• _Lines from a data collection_
________

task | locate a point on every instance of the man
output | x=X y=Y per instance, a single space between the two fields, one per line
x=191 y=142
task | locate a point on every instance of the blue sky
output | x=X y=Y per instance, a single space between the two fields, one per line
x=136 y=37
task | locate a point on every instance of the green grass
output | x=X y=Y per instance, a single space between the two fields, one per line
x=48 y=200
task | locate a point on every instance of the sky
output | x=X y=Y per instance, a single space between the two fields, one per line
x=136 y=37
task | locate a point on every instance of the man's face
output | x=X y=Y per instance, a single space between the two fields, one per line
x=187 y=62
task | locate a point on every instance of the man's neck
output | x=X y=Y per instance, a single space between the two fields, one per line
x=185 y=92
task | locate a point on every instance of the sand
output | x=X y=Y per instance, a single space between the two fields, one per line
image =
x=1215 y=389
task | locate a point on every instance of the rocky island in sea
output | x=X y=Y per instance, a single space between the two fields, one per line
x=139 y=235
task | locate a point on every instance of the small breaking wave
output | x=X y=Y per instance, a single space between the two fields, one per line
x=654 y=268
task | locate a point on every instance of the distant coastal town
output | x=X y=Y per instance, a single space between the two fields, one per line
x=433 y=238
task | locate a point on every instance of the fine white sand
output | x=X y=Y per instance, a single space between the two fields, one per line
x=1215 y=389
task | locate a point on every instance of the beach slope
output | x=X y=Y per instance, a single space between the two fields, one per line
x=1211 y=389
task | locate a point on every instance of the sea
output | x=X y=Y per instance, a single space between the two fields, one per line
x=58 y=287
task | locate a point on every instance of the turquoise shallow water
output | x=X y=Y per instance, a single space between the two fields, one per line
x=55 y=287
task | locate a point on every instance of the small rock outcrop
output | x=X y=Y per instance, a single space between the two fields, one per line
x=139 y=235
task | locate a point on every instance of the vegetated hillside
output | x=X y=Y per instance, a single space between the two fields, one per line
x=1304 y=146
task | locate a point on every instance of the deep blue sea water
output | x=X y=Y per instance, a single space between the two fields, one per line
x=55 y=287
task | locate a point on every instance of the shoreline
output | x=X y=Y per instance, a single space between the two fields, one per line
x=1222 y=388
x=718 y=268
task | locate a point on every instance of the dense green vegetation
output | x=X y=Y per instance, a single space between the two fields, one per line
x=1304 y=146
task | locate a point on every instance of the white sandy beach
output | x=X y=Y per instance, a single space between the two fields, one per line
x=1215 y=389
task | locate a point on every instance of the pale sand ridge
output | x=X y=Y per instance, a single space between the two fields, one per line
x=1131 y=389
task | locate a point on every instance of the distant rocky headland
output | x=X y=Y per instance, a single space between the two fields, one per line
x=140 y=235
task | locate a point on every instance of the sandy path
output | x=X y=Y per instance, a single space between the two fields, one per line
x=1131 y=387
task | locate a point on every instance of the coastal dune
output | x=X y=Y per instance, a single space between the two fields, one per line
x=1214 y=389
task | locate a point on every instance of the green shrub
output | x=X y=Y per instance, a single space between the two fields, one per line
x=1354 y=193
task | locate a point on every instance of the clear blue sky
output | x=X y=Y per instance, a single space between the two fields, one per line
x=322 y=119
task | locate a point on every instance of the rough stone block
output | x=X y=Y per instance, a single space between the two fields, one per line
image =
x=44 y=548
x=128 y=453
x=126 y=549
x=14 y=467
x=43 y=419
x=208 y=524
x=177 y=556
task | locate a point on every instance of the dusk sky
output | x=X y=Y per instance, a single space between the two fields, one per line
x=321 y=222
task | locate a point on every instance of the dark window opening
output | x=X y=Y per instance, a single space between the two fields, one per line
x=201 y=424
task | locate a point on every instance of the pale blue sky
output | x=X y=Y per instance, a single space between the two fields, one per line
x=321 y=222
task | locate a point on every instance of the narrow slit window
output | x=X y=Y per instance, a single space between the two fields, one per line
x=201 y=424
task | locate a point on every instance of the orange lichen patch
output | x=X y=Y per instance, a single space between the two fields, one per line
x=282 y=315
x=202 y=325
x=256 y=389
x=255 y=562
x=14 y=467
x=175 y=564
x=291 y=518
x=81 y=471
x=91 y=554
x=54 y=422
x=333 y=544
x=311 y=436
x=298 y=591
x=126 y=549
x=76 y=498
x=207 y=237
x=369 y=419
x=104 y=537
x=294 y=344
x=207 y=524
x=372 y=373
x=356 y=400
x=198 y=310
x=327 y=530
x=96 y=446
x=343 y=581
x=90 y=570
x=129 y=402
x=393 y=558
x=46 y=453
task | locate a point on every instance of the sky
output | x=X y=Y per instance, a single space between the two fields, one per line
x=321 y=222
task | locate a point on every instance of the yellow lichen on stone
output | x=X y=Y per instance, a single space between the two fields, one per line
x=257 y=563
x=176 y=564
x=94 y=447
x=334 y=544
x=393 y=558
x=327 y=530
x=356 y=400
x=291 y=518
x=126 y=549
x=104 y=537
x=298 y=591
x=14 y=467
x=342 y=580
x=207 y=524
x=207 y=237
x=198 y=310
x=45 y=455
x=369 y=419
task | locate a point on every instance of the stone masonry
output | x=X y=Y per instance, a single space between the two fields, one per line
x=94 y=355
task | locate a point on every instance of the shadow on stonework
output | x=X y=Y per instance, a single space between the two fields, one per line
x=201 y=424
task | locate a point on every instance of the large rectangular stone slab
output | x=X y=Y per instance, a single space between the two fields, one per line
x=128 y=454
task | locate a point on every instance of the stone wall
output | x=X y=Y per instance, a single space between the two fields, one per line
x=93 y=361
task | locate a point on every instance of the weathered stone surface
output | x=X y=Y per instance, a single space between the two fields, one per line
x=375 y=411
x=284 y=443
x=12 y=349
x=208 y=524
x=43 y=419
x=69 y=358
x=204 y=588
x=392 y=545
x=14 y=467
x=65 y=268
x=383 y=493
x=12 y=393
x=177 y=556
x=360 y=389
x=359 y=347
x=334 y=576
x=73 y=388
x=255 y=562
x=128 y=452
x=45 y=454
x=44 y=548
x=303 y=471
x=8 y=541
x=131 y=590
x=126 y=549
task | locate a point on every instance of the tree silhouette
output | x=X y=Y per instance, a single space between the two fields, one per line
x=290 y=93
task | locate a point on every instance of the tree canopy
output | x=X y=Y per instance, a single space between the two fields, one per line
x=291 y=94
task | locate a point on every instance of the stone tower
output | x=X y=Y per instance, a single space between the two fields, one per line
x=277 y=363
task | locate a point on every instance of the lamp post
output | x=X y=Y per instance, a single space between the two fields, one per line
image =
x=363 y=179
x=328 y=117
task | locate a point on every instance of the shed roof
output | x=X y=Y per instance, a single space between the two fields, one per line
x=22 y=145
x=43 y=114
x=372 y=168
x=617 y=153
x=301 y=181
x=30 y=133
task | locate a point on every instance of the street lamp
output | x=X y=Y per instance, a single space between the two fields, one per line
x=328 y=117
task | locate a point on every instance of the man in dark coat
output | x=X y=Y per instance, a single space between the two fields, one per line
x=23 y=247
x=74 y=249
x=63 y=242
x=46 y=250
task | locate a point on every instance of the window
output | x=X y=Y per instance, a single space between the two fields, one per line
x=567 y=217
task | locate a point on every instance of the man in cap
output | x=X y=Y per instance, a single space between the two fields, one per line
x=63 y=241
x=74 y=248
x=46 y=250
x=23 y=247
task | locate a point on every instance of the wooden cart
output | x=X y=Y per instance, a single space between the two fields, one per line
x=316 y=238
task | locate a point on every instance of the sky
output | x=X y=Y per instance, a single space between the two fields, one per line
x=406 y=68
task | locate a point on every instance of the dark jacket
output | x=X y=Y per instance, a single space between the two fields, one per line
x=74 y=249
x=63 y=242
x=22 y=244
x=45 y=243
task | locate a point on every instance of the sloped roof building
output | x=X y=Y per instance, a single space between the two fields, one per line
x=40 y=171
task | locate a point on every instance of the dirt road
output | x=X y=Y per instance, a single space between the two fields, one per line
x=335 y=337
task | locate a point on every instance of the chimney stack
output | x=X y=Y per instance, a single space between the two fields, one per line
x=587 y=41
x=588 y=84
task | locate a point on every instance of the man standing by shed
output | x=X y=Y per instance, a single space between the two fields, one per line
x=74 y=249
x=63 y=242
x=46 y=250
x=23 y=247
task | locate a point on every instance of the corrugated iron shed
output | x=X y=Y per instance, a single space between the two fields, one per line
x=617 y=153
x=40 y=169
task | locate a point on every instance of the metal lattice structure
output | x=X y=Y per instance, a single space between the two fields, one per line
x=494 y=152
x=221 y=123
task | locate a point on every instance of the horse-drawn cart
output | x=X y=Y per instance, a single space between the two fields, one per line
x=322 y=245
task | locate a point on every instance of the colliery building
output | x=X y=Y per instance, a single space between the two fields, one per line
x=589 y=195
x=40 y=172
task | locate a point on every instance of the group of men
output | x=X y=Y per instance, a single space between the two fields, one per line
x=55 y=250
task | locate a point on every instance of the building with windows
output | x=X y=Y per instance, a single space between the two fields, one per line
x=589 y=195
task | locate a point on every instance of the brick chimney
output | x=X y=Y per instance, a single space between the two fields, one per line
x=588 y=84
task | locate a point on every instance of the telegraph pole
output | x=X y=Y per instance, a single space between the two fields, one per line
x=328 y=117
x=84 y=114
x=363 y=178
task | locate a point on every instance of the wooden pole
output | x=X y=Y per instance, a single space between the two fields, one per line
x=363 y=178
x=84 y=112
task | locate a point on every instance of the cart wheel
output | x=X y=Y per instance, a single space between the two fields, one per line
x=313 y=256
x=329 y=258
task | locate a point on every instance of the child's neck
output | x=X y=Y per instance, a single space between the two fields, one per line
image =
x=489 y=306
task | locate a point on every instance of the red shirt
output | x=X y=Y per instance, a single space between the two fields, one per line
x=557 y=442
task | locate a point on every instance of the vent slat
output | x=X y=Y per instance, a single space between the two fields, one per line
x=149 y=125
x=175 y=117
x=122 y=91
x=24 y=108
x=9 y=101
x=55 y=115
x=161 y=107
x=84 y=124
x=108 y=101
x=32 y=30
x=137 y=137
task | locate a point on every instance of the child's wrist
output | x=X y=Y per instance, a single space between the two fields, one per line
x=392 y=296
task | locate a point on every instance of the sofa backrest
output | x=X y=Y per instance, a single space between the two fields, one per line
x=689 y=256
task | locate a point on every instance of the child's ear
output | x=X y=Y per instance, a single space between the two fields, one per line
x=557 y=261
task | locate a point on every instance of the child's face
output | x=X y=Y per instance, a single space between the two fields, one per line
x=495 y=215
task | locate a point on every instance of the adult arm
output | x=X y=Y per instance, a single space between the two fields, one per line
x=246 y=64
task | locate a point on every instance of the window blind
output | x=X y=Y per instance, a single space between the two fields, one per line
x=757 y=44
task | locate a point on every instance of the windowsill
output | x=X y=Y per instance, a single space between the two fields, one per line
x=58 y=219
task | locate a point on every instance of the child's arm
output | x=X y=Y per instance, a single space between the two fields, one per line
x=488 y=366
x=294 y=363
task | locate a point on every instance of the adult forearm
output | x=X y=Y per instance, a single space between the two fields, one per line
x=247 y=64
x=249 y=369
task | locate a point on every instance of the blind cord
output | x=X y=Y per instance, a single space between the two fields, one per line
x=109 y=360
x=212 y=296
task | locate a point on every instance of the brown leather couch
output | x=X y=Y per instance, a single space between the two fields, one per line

________

• _Exercise details_
Output the lines from the one containing "task | locate a point on every instance of the brick" through the one containing "x=689 y=256", both included, reproducing each line exactly.

• _Output below_
task | locate a point on every instance of the brick chimney
output | x=X y=Y per instance, a single space between the two fields, one per line
x=588 y=84
task | locate a point on every instance of the telegraph pole
output | x=X y=Y per instance, a single space between the two fields, one per line
x=328 y=117
x=84 y=114
x=363 y=178
task | locate a point on every instance of the wooden pole
output | x=X y=Y per instance, a single space between the two fields, one per line
x=363 y=178
x=84 y=112
task | locate a point on every instance of the cart wheel
output | x=X y=Y per instance, a single space between the two fields, one per line
x=313 y=256
x=329 y=258
task | locate a point on every instance of the child's neck
output | x=X y=Y per instance, a single space between the two fields, one per line
image =
x=489 y=306
task | locate a point on every instance of the red shirt
output | x=X y=Y per instance, a single space between the two fields, one per line
x=557 y=442
task | locate a point on every instance of the vent slat
output | x=X y=Y per instance, a single space between the two fields, one per line
x=149 y=125
x=175 y=117
x=122 y=91
x=24 y=108
x=9 y=101
x=55 y=115
x=161 y=107
x=84 y=124
x=108 y=101
x=32 y=30
x=137 y=137
task | locate a point on every instance of the child's wrist
output | x=X y=Y per instance, a single space between the two fields, one per line
x=392 y=296
task | locate a point on every instance of the sofa backrest
output | x=X y=Y per instance, a single space between the two fields, one per line
x=689 y=256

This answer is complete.